A chuva deu uma trégua para acolher os fiéis das comunidades de fé de Belo Horizonte e das várias regiões do país, neste sábado, 25 de janeiro de 2020, na Primeira Romaria da Arquidiocese de Belo Horizonte pela Ecologia Integral a Brumadinho.
O Arcebispo metropolitano de Belo Horizonte e Presidente da Conferência Nacional dos Bispos do Brasil, dom Walmor, levou seu apoio às famílias das 272 vítimas do rompimento da barragem de rejeitos de minério, participando junto com o povo de Brumadinho da Missa presidida, no fim da tarde, pelo bispo auxiliar para a Região Episcopal Nossa Senhora do Rosário (Renser), dom Vicente Ferreira.

+-------+

**Exercício curto a**
Formate todas as linhas da listagem abaixo como uma lista numerada e pule as linhas em branco.

(Registros do conjunto de dados)
+-------+

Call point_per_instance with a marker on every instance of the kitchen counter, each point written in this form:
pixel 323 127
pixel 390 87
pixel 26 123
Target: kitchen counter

+-------+

**Exercício curto b**
Retome o texto sobre a romaria a Brumadinho a partir do ponto em que ele para.

**Resposta escrita a**
1. Call point_per_instance with a marker on every instance of the kitchen counter, each point written in this form:
2. pixel 323 127
3. pixel 390 87
4. pixel 26 123
5. Target: kitchen counter

**Resposta escrita b**
Para além das orações e palavras de conforto, o Arcebispo destacou que a Arquidiocese de Belo Horizonte “quer iluminar o caminho de nossas vidas com o Evangelho, que é luz. E, assim, fazer de todos nós aprendizes dessas lições, muitas delas surgidas dessa tragédia-crime ocorrida em Brumadinho, um ano atrás. Portanto, o convite é para sermos aprendizes, pois há muito a se fazer, embora se diga que muito está se fazendo. Mas tudo isso é uma gota d’água no oceano, diante das urgentes mudanças que nós precisamos operar na nossa sociedade brasileira, particularmente pensando aqui em Minas Gerais, mas também em outros lugares do Brasil, quanto ao modo de fazer a mineração. Não podemos continuar como está”.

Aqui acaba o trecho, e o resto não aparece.